# Aim of the exercise
From the line containing "the deer eye" down to the last line of the records below, give every line again without any change.

# Dataset content

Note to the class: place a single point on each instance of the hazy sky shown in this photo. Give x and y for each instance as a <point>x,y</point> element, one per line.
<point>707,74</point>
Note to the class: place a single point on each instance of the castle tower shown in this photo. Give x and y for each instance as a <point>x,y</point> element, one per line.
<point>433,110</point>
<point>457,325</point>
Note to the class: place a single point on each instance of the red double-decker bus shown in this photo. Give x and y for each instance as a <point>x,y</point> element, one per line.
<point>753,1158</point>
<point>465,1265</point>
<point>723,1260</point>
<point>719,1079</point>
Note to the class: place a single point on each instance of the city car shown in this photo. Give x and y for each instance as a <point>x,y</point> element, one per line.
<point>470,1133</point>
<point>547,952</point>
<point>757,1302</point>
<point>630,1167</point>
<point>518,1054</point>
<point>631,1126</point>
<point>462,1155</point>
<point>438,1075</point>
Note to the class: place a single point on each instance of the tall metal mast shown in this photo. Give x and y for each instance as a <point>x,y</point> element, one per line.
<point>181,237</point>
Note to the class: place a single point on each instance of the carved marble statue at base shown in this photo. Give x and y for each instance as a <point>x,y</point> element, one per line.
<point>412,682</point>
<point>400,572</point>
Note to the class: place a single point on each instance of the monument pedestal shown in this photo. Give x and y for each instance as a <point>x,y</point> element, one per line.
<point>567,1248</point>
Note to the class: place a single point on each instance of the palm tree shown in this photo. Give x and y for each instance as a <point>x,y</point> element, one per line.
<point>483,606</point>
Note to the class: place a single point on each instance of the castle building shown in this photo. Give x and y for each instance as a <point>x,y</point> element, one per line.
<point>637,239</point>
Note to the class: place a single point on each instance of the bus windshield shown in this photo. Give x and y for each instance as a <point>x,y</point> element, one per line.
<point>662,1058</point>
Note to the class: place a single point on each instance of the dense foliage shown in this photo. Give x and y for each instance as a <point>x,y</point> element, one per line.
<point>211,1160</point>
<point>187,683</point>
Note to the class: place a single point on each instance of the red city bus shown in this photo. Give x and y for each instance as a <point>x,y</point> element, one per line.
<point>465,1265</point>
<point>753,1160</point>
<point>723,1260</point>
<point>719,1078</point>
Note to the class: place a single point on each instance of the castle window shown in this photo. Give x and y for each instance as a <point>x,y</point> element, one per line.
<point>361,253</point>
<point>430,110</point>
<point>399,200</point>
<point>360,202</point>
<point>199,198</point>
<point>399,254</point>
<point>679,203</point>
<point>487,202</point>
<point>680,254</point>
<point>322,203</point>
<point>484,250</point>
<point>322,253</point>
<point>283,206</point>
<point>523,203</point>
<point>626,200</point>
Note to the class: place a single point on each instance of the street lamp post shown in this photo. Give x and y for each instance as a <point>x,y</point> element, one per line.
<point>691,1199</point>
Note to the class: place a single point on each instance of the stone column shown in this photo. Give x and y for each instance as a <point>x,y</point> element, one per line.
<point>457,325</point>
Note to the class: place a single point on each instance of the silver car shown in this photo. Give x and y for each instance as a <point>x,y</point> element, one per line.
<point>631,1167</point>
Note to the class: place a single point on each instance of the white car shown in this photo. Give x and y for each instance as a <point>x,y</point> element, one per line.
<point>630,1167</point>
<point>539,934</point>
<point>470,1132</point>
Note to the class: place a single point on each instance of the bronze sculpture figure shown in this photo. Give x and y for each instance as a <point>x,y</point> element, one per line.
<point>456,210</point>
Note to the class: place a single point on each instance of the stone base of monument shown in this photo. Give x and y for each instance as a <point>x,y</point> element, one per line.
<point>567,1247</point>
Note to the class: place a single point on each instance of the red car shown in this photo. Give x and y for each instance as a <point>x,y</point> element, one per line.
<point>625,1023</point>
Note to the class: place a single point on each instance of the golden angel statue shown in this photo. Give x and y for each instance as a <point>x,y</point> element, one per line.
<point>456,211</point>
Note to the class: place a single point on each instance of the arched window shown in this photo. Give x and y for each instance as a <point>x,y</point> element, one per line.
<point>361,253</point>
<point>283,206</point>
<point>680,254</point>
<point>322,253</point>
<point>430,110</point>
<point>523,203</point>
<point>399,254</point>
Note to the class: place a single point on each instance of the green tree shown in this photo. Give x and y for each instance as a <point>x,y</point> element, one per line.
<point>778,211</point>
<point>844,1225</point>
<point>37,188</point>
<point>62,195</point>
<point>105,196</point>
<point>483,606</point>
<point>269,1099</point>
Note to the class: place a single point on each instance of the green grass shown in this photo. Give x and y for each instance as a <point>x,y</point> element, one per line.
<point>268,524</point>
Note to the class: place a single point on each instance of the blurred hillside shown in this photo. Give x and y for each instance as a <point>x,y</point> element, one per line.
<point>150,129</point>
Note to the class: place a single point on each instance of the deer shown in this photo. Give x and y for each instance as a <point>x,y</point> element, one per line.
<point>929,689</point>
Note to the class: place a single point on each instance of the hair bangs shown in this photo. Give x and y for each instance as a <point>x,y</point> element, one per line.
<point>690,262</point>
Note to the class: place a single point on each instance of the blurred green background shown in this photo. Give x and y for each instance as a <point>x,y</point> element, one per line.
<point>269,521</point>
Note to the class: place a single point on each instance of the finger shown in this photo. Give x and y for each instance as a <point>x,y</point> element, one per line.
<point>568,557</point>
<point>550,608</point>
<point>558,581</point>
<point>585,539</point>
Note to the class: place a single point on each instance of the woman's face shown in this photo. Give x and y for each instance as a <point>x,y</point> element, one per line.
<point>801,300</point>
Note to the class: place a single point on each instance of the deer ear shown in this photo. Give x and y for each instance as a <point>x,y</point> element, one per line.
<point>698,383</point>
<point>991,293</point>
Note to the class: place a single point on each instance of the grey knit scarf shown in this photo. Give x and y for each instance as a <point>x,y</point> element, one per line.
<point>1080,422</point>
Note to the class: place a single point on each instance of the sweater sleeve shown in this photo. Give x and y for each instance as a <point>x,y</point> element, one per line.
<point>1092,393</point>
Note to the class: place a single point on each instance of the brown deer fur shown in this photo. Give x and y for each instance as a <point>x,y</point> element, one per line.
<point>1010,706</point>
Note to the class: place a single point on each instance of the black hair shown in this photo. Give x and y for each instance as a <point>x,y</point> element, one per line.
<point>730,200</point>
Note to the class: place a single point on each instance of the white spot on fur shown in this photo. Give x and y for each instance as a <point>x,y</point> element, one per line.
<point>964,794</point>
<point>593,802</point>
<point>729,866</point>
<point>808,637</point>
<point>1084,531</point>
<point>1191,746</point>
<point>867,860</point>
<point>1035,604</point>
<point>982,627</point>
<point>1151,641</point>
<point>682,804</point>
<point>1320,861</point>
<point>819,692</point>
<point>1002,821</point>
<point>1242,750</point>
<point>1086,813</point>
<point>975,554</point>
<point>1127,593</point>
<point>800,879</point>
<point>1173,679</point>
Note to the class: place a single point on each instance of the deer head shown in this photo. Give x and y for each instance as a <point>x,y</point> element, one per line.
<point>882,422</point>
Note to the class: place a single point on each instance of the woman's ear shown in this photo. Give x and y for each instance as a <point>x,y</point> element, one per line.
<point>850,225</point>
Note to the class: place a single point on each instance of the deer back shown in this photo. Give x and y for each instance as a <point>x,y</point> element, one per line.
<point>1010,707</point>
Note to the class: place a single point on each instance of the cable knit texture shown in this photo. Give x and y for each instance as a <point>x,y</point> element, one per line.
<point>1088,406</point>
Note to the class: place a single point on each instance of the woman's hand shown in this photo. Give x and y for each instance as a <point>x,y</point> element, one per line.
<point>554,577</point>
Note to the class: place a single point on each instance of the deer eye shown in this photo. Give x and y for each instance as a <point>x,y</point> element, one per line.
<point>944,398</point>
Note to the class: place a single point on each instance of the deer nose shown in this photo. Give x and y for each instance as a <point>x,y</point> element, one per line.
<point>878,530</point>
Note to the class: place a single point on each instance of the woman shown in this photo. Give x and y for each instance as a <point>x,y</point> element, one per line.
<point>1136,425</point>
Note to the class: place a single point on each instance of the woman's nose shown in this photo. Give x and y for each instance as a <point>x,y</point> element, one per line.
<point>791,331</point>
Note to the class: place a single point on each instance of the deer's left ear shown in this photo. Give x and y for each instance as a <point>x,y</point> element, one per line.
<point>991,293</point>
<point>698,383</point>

# Solution
Note to the class: place a single point on each instance of the deer eye shown in this photo. Give x and y for each instance as a <point>x,y</point> element, one per line.
<point>944,398</point>
Note to the class: place a single point on each instance of the deer nose shown in this photo. Give x and y for each instance as a <point>x,y</point> element, one per line.
<point>878,530</point>
Note to the class: place a single point on each instance of the woman shown in this photo. Give x and y for each instance as a <point>x,y</point> element, one per line.
<point>1136,425</point>
Note to the class: place a single point on each instance of the woman's nose shown in this photo. Give x and y for each instance as a <point>x,y</point> element, one per line.
<point>791,331</point>
Note to the class: place a single point on each instance of the deer's left ear shown in this photo. Give x and y for each instance as a <point>x,y</point> element, one per line.
<point>991,293</point>
<point>698,383</point>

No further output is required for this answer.